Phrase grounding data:
════════════════════

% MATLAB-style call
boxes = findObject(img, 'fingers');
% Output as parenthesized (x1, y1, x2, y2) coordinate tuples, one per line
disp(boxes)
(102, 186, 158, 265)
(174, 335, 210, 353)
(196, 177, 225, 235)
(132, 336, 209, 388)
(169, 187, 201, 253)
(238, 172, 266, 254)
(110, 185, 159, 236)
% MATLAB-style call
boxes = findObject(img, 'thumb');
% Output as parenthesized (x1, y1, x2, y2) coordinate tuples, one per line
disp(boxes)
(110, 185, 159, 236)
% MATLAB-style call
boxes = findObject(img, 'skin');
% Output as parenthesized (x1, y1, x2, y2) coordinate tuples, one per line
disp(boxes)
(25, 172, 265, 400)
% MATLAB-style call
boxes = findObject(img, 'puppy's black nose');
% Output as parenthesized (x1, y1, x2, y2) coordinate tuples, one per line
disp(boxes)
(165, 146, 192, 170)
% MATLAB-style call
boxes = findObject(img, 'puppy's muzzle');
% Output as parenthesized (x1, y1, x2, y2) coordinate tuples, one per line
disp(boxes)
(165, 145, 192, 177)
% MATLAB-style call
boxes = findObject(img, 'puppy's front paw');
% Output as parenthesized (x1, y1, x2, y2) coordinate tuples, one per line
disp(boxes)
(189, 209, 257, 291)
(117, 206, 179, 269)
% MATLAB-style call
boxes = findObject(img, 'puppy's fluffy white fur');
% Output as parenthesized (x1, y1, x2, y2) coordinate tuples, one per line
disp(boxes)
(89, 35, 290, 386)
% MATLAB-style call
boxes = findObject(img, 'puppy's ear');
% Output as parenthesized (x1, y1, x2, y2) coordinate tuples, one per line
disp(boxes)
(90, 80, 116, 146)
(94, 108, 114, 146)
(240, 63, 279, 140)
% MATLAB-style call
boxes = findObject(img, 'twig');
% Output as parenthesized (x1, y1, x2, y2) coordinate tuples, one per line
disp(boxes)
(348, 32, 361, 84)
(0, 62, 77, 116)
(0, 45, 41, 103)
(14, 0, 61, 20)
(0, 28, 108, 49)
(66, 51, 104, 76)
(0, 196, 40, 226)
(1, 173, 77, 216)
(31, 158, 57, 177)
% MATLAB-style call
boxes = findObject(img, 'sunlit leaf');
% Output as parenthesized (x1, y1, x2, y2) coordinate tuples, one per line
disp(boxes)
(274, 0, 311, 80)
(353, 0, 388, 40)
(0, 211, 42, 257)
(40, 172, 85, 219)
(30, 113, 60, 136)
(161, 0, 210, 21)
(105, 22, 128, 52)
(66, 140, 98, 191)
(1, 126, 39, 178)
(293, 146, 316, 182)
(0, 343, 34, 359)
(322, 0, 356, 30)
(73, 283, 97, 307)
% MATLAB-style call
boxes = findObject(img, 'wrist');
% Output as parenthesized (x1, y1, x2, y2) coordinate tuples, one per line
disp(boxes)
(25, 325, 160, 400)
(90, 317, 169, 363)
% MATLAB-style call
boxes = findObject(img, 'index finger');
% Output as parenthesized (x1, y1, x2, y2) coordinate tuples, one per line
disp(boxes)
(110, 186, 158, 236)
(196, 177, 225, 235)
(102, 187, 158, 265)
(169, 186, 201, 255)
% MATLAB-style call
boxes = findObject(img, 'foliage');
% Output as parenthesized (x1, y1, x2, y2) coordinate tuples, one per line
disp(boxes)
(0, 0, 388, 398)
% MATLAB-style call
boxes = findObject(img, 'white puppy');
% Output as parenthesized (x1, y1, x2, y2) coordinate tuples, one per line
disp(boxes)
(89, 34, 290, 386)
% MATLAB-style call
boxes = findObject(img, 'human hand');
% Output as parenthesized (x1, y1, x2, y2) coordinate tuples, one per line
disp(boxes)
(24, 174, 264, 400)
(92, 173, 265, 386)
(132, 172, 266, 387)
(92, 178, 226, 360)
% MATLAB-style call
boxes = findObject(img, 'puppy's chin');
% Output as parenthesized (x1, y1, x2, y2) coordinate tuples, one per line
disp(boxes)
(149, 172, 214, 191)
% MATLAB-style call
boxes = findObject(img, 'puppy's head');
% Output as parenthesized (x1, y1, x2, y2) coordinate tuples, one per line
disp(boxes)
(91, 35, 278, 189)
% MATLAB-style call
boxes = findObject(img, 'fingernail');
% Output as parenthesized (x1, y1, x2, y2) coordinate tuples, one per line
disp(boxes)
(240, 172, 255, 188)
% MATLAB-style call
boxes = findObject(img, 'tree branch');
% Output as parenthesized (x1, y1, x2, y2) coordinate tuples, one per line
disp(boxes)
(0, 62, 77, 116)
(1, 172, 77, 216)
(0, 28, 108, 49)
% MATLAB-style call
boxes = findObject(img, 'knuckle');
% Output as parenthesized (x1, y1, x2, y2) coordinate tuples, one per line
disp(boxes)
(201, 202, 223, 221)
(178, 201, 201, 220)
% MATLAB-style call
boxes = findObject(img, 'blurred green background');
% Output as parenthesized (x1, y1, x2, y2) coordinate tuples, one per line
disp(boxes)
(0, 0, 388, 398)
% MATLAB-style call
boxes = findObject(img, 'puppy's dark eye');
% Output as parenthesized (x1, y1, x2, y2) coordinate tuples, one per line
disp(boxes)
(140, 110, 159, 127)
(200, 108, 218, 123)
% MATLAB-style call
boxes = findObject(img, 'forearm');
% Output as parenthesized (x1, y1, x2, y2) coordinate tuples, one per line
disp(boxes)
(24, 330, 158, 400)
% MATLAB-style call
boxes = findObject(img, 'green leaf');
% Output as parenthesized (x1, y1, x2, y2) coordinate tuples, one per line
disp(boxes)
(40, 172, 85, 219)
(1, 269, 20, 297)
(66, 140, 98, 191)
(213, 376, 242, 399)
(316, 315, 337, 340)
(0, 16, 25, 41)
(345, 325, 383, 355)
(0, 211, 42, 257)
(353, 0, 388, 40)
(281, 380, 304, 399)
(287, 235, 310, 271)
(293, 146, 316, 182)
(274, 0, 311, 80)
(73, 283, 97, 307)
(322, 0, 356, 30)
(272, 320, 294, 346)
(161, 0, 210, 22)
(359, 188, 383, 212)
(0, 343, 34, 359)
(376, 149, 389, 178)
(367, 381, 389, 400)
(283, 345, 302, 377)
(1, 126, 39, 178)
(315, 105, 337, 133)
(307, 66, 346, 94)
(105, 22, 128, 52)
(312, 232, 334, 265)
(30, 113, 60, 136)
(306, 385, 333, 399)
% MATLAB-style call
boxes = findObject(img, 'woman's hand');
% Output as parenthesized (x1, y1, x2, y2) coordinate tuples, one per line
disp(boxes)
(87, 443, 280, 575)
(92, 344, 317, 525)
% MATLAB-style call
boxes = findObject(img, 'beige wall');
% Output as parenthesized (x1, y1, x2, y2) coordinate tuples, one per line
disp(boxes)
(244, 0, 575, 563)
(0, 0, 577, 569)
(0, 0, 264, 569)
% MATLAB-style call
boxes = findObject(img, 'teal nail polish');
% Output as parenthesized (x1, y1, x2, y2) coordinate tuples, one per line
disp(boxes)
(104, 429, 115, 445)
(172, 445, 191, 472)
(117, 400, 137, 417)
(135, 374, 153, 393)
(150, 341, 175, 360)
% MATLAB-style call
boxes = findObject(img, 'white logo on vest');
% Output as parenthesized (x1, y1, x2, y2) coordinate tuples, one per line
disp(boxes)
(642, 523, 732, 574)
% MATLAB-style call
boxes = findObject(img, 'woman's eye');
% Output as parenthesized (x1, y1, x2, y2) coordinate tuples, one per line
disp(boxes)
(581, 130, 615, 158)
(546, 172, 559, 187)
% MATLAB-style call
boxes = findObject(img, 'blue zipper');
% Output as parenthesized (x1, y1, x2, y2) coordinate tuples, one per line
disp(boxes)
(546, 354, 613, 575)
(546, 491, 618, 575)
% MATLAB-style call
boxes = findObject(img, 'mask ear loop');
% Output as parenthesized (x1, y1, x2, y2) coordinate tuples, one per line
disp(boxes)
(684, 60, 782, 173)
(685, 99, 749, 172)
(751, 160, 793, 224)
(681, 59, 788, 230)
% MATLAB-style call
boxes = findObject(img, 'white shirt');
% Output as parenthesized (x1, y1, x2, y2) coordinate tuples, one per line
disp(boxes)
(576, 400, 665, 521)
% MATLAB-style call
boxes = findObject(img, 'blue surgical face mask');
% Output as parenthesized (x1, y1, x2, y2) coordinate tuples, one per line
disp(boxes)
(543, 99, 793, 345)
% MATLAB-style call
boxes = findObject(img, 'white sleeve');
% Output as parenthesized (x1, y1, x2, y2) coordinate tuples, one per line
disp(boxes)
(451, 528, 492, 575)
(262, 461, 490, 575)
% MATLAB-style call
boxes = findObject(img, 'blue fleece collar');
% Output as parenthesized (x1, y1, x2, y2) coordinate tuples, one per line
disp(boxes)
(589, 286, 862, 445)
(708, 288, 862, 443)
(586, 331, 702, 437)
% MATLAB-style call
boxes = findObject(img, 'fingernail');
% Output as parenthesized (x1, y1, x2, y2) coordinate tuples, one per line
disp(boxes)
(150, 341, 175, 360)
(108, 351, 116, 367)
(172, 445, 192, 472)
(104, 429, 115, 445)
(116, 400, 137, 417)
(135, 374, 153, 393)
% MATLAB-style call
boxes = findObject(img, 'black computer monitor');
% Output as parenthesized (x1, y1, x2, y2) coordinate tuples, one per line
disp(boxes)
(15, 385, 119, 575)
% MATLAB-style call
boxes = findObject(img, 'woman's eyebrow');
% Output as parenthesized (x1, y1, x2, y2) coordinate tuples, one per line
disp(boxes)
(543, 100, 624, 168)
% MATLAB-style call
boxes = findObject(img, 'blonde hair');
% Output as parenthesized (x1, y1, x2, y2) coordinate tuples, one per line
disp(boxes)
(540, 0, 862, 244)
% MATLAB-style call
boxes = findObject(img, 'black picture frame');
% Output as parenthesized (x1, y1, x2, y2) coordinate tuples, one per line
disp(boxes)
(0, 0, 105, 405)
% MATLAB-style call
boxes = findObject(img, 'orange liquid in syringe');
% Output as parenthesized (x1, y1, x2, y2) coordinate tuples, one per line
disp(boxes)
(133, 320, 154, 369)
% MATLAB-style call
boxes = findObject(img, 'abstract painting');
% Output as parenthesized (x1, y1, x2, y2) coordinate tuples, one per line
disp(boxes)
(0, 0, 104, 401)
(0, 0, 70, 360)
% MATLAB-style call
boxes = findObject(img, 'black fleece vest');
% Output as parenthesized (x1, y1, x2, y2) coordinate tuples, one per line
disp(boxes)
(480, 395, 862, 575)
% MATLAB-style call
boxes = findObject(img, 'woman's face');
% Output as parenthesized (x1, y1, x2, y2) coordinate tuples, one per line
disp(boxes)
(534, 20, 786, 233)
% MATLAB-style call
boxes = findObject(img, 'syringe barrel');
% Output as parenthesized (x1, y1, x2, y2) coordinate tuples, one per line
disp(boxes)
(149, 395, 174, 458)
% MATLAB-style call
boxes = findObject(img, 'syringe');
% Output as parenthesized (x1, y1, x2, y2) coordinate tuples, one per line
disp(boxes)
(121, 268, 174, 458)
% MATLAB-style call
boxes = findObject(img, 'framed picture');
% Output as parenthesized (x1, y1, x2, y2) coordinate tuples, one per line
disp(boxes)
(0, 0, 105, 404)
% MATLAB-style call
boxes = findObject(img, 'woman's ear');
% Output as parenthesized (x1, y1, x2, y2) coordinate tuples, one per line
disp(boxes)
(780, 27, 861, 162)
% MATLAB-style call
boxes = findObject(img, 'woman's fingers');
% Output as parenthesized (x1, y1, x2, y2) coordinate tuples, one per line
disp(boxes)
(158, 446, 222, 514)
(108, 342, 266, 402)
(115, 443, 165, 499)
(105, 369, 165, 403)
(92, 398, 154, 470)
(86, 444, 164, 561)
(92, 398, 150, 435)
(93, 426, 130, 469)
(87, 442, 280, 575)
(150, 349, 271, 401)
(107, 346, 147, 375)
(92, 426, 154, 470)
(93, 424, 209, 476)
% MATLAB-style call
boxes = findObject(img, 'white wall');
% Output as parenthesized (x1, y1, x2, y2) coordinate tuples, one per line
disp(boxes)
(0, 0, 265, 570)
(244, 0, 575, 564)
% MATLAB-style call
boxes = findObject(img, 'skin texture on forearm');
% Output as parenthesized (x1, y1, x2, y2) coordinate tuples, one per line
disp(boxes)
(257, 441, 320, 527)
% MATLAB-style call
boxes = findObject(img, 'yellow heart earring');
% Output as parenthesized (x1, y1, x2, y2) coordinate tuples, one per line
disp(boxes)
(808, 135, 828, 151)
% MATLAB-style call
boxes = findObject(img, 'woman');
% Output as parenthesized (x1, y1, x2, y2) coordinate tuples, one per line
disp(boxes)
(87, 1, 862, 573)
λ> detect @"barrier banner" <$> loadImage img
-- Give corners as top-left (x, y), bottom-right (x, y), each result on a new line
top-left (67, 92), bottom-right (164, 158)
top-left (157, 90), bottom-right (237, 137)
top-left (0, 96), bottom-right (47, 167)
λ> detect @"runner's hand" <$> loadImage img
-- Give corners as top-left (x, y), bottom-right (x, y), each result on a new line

════════════════════

TASK ITEM = Across the entries above, find the lines with the string "puppy" and copy them.

ANSWER SECTION =
boxes = findObject(img, 'puppy's black nose');
boxes = findObject(img, 'puppy's muzzle');
boxes = findObject(img, 'puppy's front paw');
boxes = findObject(img, 'puppy's fluffy white fur');
boxes = findObject(img, 'puppy's ear');
boxes = findObject(img, 'white puppy');
boxes = findObject(img, 'puppy's chin');
boxes = findObject(img, 'puppy's head');
boxes = findObject(img, 'puppy's dark eye');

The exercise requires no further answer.